WORK INSTRUCTION:
Repeat the passage of the robo-cerebellum article that begins at the words "However, he said, future" and stops after the words "to obsessive-compulsive disorder.".

EXCERPTED TEXT:
########################################
However, he said, future advances are expected to include biological manipulations such as genetic manipulation and stem-cell-based therapy that promote recovery of neurons.

“Another feasible strategy is the replacement of defined neuronal microcircuits by synthetic analogs,” Mintz said.

Much work in recent decades has advanced the techniques of monitoring and stimulating localized brain sites using electric or magnetic currents. Deep brain stimulation reduces the symptoms of conditions ranging from Parkinsons disease to obsessive-compulsive disorder.

“The hope is that these two techniques can be interfaced by a real-time processor and used as a closed loop system with the brain,” added Mintz.

The rodent model was used by Mintz, TAU engineering experts Prof. Yosi Shacham- Diamand and Prof. Hagit Messer-Yaron; Dr. Mira Marcus- Kalish of TAU’s Interdisciplinary Center for Technology; Dr. Christoph Guger of Austria; Prof. Paolo Del Giudice of Rome’s Instituto Superiore di Sanità; and Prof. Paul Verschure of Barcelona’s Universitat Pompeu Fabra.

They aimed at testing the feasibility of the closed-loop hybrid methodology for rehabilitation of brain functions by replacing a damaged brain microcircuit. The piece of cerebellum was used to test feasibility because it is responsible for coordinating movement.

When wired to the brain, the “robo-cerebellum” received, interpreted and transmitted sensory information from the brain stem, facilitating communication between the inputs and the outputs of the inactivated microcircuit.

To test this robotic interface between body and brain, the researchers taught a brain-damaged rat to blink whenever they sounded a particular tone. The rat could perform this behavior only when its robotic cerebellum functioned.

“It’s proof of the concept that we can record information from the brain, analyze it in a way similar to the biological network and then return it to the brain,” said Mintz, who recently presented his research at the Strategies for Engineered Negligible Senescence meeting in Cambridge, England.

“We are not the only ones in the world to consider the problem. There is a group in Los Angeles that is doing excellent work. They have ambitious plan to replace by a synthetic chip a large structure of the brain called the hippocampus. However, present technology does not unable embeding in a chip an anatomical replica of such large chunk of the brain and therefore they imitate they hippocampus by an approximating algorithm. We think our approach creating a synthetic anatomical replica of small microcircuit of the brain is currently more promising,” he said.
########################################
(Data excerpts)
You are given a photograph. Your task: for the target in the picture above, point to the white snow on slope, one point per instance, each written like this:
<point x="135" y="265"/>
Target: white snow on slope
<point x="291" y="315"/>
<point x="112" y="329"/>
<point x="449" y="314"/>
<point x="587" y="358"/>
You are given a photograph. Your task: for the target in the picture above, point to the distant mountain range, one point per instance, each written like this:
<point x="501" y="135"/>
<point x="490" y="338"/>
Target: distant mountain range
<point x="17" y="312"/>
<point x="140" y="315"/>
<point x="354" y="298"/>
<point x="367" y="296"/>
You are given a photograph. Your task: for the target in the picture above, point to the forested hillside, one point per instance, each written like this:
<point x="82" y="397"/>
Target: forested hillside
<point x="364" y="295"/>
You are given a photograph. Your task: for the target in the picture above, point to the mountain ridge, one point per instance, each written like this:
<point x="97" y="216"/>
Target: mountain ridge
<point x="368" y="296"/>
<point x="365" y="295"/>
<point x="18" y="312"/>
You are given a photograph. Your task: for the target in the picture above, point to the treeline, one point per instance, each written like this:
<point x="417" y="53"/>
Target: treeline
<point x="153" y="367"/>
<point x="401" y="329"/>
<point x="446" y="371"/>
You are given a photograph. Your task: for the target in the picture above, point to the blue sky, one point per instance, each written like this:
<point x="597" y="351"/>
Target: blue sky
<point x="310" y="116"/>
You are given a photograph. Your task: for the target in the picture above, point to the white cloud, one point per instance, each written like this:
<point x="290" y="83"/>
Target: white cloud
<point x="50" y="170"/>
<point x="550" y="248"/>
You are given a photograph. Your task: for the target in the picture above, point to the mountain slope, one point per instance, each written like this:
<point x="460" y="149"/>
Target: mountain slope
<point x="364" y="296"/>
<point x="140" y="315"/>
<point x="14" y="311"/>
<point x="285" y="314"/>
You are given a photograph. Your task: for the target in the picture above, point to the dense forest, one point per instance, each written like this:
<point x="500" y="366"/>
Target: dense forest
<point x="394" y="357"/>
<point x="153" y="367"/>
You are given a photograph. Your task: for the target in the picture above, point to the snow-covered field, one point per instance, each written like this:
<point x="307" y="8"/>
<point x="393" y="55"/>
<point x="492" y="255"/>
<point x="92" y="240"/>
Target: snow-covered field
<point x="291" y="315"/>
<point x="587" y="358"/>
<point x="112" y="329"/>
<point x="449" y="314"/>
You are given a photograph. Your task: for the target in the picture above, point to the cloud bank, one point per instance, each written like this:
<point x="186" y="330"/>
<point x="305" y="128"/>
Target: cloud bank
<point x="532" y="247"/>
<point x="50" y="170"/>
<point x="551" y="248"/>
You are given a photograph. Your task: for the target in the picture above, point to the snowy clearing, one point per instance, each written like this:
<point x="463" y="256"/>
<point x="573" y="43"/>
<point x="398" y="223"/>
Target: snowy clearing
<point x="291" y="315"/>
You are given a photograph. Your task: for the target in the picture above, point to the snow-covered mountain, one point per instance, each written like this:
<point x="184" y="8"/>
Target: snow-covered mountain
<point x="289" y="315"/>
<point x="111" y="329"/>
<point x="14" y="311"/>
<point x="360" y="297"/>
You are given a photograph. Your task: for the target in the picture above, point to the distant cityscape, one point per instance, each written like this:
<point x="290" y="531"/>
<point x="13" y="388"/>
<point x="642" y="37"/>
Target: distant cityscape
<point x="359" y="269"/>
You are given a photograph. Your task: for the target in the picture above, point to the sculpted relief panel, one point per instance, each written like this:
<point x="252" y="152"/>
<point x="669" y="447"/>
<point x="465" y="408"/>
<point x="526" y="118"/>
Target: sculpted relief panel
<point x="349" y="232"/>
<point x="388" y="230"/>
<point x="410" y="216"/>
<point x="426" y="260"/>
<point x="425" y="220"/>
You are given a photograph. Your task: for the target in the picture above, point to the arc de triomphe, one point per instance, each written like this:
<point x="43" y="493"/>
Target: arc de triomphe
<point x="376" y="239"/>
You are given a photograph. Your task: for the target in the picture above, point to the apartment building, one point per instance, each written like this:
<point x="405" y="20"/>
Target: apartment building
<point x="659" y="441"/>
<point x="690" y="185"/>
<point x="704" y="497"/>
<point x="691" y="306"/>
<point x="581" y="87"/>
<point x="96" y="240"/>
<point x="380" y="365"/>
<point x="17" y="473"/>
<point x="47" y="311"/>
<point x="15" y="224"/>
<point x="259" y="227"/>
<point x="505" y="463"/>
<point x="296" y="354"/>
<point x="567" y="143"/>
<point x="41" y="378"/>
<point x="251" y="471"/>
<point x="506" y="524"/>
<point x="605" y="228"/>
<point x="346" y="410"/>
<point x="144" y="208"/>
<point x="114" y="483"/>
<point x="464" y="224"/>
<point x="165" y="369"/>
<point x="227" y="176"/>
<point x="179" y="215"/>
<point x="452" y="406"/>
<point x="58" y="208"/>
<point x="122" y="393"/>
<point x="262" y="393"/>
########################################
ANSWER BOX:
However, he said, future advances are expected to include biological manipulations such as genetic manipulation and stem-cell-based therapy that promote recovery of neurons.

“Another feasible strategy is the replacement of defined neuronal microcircuits by synthetic analogs,” Mintz said.

Much work in recent decades has advanced the techniques of monitoring and stimulating localized brain sites using electric or magnetic currents. Deep brain stimulation reduces the symptoms of conditions ranging from Parkinsons disease to obsessive-compulsive disorder.